ФРАГМЕНТ СТРАНИЦЫ →
================================

По бокам парадного крыльца медные и эмалированные дощечки извещали черными буквами, что в доме этом обитают люди странных фамилий: присяжный поверенный Я. Ассикритов, акушерка Интралигатина, учитель танцев Волков-Воловик, настройщик роялей и починка деревянных инструментов П. Е. Скромного, «Школа кулинарного искусства и готовые обеды на дом Т. П. Федькиной», «Переписка на машинке, 3-й этаж, кв. 6, Д. Ильке», а на двери одной из квартир второго этажа квадратик меди сообщал, что за дверью живет Павел Федорович Налим…


А ведь всего-то «мимо шел»…


Типическое через ряды исключений.


Но еще интереснее, как автор собирал или сочинял все эти вычурные таблички, вставленные в текст непонятно зачем. Пожалуй, редко какой текст нуждается в понимании мотиваций так, как «Жизнь Клима Самгина».


Долгие годы Горький был для меня писателем без стиля, автором прозрачного, невыразительного письма, когда любое следующее слово не вычисляется даже, но словно предчувствуется. Причем не только ритмически, но фонетически и семантически, когда следующий шаг объективизации — колонка анонимного редактора или же инструкция к применению.

В сравнении со всем предыдущим, нормированным искусством Горького метафорическая и сюжетная складчатость «Клима Самгина» воспринимается как барочность.

================================

(Записи с разметкой позиций)
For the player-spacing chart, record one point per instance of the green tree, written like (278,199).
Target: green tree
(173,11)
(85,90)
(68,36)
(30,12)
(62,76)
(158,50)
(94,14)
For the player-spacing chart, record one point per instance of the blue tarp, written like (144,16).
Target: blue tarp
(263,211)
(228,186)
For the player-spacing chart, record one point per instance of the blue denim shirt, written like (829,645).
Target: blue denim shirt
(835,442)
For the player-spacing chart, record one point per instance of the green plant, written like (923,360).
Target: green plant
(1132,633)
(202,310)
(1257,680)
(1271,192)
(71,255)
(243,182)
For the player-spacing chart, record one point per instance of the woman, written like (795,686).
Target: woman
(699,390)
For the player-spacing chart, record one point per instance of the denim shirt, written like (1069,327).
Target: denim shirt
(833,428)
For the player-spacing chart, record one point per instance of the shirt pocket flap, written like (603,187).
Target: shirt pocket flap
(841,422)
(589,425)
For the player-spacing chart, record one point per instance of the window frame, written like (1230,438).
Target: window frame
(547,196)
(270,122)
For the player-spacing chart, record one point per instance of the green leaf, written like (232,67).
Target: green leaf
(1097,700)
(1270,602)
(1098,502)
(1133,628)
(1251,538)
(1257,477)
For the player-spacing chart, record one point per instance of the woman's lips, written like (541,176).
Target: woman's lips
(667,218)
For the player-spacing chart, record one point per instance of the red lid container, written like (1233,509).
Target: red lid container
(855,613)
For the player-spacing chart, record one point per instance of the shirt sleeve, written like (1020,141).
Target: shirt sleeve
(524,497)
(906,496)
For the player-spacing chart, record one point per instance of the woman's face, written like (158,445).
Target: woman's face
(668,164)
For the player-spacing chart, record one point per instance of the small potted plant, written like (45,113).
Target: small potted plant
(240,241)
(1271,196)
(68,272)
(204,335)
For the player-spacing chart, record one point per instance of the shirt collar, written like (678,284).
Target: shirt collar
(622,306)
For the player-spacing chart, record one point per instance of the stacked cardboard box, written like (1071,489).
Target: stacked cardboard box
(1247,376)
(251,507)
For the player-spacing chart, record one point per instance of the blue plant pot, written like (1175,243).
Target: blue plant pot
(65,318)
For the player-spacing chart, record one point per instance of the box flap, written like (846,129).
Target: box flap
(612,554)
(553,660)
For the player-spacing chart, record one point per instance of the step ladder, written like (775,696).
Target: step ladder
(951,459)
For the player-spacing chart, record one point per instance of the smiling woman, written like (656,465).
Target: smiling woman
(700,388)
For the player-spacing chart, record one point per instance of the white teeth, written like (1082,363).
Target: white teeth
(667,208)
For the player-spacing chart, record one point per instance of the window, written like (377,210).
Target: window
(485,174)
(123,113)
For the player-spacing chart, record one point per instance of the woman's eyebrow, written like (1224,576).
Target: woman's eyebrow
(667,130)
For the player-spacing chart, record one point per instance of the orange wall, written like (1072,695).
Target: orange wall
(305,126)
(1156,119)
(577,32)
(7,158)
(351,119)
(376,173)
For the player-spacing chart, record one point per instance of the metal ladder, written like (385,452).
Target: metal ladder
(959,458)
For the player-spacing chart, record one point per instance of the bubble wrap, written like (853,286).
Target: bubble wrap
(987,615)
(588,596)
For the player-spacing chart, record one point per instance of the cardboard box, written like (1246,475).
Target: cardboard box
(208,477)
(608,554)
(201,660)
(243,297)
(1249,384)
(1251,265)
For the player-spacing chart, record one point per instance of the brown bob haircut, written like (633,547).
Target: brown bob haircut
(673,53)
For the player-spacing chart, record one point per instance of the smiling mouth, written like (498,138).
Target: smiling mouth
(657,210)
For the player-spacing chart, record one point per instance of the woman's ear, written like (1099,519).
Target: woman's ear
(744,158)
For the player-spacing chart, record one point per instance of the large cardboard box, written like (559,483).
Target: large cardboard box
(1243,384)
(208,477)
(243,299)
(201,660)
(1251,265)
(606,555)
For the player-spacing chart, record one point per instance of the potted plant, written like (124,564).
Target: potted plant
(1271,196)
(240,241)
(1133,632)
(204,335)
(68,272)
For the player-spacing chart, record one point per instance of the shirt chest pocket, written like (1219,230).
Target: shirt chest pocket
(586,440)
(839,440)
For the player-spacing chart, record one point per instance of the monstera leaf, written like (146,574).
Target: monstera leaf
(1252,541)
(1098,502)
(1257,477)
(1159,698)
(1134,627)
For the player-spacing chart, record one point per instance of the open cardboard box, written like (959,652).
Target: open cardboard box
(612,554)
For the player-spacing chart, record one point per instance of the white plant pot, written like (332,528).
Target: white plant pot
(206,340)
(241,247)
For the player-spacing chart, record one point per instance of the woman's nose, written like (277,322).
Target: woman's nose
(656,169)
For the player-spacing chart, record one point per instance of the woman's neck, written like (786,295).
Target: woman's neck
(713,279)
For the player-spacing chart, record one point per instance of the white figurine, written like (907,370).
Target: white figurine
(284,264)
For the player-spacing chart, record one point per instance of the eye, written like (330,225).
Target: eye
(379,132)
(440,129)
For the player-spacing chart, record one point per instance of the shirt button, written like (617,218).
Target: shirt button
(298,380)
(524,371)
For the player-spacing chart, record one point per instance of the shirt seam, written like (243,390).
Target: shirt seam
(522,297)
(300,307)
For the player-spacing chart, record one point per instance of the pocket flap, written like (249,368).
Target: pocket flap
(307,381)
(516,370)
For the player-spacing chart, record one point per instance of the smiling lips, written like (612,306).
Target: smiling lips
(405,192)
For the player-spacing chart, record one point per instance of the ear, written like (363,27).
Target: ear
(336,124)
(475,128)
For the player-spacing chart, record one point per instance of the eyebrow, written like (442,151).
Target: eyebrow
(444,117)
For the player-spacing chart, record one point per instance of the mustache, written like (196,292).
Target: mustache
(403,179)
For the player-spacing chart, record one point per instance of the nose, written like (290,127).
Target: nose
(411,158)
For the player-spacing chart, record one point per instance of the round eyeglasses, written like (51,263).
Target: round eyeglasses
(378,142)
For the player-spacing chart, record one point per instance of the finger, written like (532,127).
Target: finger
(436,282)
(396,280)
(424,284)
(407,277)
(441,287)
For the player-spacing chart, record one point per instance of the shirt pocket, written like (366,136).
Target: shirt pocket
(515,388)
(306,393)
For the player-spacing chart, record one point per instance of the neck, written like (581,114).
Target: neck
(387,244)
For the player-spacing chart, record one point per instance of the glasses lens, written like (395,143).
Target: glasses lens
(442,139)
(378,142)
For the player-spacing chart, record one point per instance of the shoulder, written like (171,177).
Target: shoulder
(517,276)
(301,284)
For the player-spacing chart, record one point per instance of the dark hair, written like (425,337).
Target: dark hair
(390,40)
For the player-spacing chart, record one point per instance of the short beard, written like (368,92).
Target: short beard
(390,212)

================================

ЗАДАНИЕ → Подхватите заметки о «Жизни Клима Самгина» и допишите продолжение, начиная сразу после их последнего предложения.

РЕЗУЛЬТАТ →
Возникновение стиля происходит через перемалывание и присвоение модного и сильного. Типологически Горький — автор, напоминающий Эдгара Аллана По, последыша романтизма, про которого профессор Марк Бент, мой учитель в литературоведении, постоянно (!) повторял, что тот попросту опоздал родиться, и все открытия которого во многом связаны с адаптацией уже существующего, отработанного романтиками и даже окончательно устаревшего морально и эстетически к новым культурным и этическим условиям.

Интереснее всего, как, впитав многочисленные влияния, Горький на наших читательских глазах пытается вырастить из себя новый архитектурный стиль, полный буквальных излишеств и похожий не столько на хронику, сколько на стенограмму, состоящую из чередующихся крупных планов. Не скрывающих своей искусственности, искусности, нарочитой литературности, намеренной картонажности даже, поскольку раньше же все у него было иначе. И сам он хорошо это видит — в отличие от читателя, не обязанного знать другие авторские произведения.


Горький задумывал монументальную фреску вроде «Русь уходящая» Павла Корина, эпилог всей царской России, а вышел финал Серебряного века, отдельного культурного эона со своими эволюционными завихрениями и особенностями, оборванными на «самом интересном месте».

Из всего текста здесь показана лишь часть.